══ Excerpt ══

Well this is where we will meet an impasse because I don’t believe in any of that, and I’ll respectfully bow out because despite my beliefs I don’t want to offend anybody on this topic because I know people are touchy over it.

I thought this was rather considerate since it was clear that he was concerned for my feelings. But I was much more concerned that he seemed to miss my point. So I replied:

Not touchy. Just explaining what Hell is. Although there have certainly been people who use Hell to scare people (just as they use cancer or nuclear war to scare people), the point of Hell is simply not what Spong says it is any more than warnings about cancer or nuclear war are. The warning of Hell is the warning that our choices really matter and have real effects. It is something morally serious people here believe and live by every day or they would not be trying to stop the evils of Trump and would just be getting high and ignoring the world. It is a tragedy that the Christian moral tradition and so much of the Left are on the outs with each other. You’d have a lot to talk about. Suggestion: Get to know Dorothy Day. You’d love her.

Again, he misunderstood my point:

I’m sorry but I reject the idea that people would just be running around getting high and not caring. I am not Christian and I do not fear a hell, but I still believe my actions have consequences, just consequences here in the real world. The idea that without god people would lose control is a debate that has gone on forever and I just don’t see any evidence that that would be the case.

As far as the left being out of tune with Christian moral tradition, perhaps it’s because a lot of that moral tradition is unconstitutional. I think every religious person has their right to practice, but when they try to legislate from the Bible, and that’s what a lot of them want to do, it concerns me deeply.

This is probably going too far and I’d like to end on a positive note because i feel like i am stepping in a mine field and am going to offend someone so I’ll end by thanking you for engaging with me.

So I replied:

You misunderstand me. I reject the idea that people who believe in God are all moral and atheists are all lazy and immoral too. Obviously, the people here—who are mostly unbelievers—are motivated by deep moral concerns because they know that life is played for keeps. Lots of people are not motivated by such concerns and do spend their time getting high and not giving a rip. You’re not hearing me. I’m not saying that people who disbelieve in hell don’t care. I’m saying that people who believe that our moral choices matter and have real and permanent consequences are saying the same thing Jesus was saying when he warned about hell. They just don’t seem to realize it.

And he finally got my point:

Ah, OK. So I apologize because I thought you were making a completely different point. Sorry about the confusion.

So I took the ground gained and made a finally point:

Jesus just takes the idea of moral responsibility and, if you will, cubes it. Morally responsible people say that our choices affect who we become and affect those around us and after us. So the choice to sell meth is going to hurt, not just us and those we love, but society as it becomes tangled up with more and more evil. Breaking Bad is an illustration of how sin enslaves and destroys.

If you only believe in this life, all that is over at death. But what Jesus says is that the slavery doesn’t end at death (assuming we don’t repent) and that it extends into eternity with the everlasting disintegration of the person into what might be called an ex-human as a burnt log is no longer a log but ashes and gas. It is to deliver us from that ultimate loss of the self that Jesus came, according to the Christian witness.

It is to the opposite possibility that faith actually points. The focus is not Hell but glory—the conviction that the poor we love and seek to save from the predations of men like Trump are intended not merely for a decent wage and a reasonably comfortable life of three meals and a bed, but for participation in the ecstatic life of God himself and a glory so intense that, if you saw the redeemed as they will be, you would be strongly tempted to worship them. That, not crowd control via fear, is the point. “Fanfare for the Common Man” expresses a deeply Catholic view of the human person, not “Sinners in the Hands of an Angry God.”

═══
══ Given entries ══

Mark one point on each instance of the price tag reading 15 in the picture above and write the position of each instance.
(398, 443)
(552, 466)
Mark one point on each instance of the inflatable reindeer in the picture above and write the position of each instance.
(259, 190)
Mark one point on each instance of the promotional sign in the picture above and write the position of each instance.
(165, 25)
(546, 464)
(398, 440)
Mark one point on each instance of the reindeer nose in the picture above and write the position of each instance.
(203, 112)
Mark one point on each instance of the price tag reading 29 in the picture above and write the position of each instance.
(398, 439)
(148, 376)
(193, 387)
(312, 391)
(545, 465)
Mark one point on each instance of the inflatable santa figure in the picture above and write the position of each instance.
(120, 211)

═══
══ Given entries ══

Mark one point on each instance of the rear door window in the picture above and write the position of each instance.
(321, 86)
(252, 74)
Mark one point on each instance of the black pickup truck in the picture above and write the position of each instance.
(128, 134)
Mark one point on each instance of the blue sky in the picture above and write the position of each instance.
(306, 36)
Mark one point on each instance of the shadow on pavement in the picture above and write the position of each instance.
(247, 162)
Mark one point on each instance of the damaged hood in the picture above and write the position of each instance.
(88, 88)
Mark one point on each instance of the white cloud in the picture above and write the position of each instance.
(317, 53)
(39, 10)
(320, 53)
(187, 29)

═══
══ Given entries ══

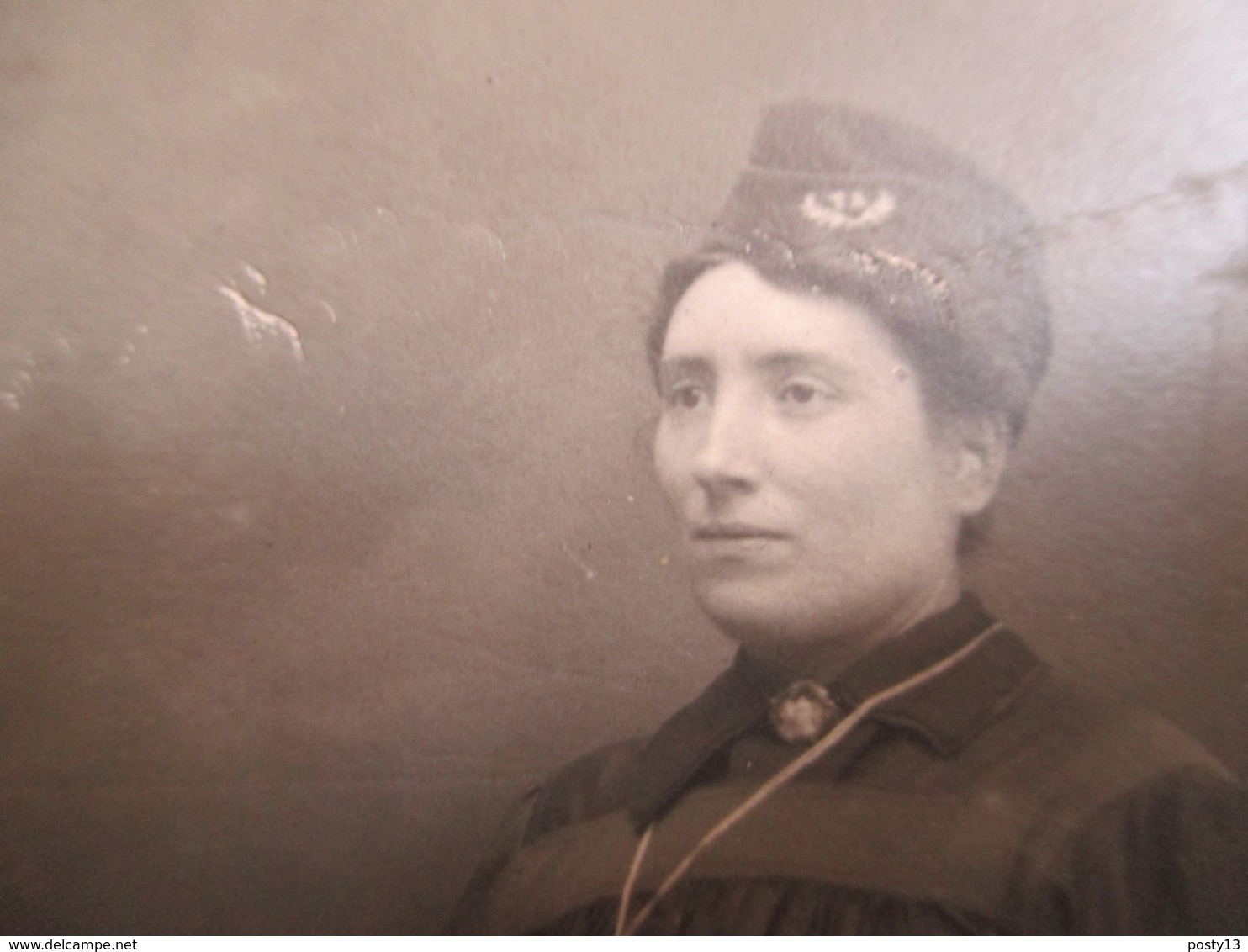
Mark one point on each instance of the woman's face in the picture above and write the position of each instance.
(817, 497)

═══

## Task brief:
Reproduce the passage from the exchange about Hell word for word, starting with "Ah, OK. So I" and going on through "enslaves and destroys.".

## Task result:
Ah, OK. So I apologize because I thought you were making a completely different point. Sorry about the confusion.

So I took the ground gained and made a finally point:

Jesus just takes the idea of moral responsibility and, if you will, cubes it. Morally responsible people say that our choices affect who we become and affect those around us and after us. So the choice to sell meth is going to hurt, not just us and those we love, but society as it becomes tangled up with more and more evil. Breaking Bad is an illustration of how sin enslaves and destroys.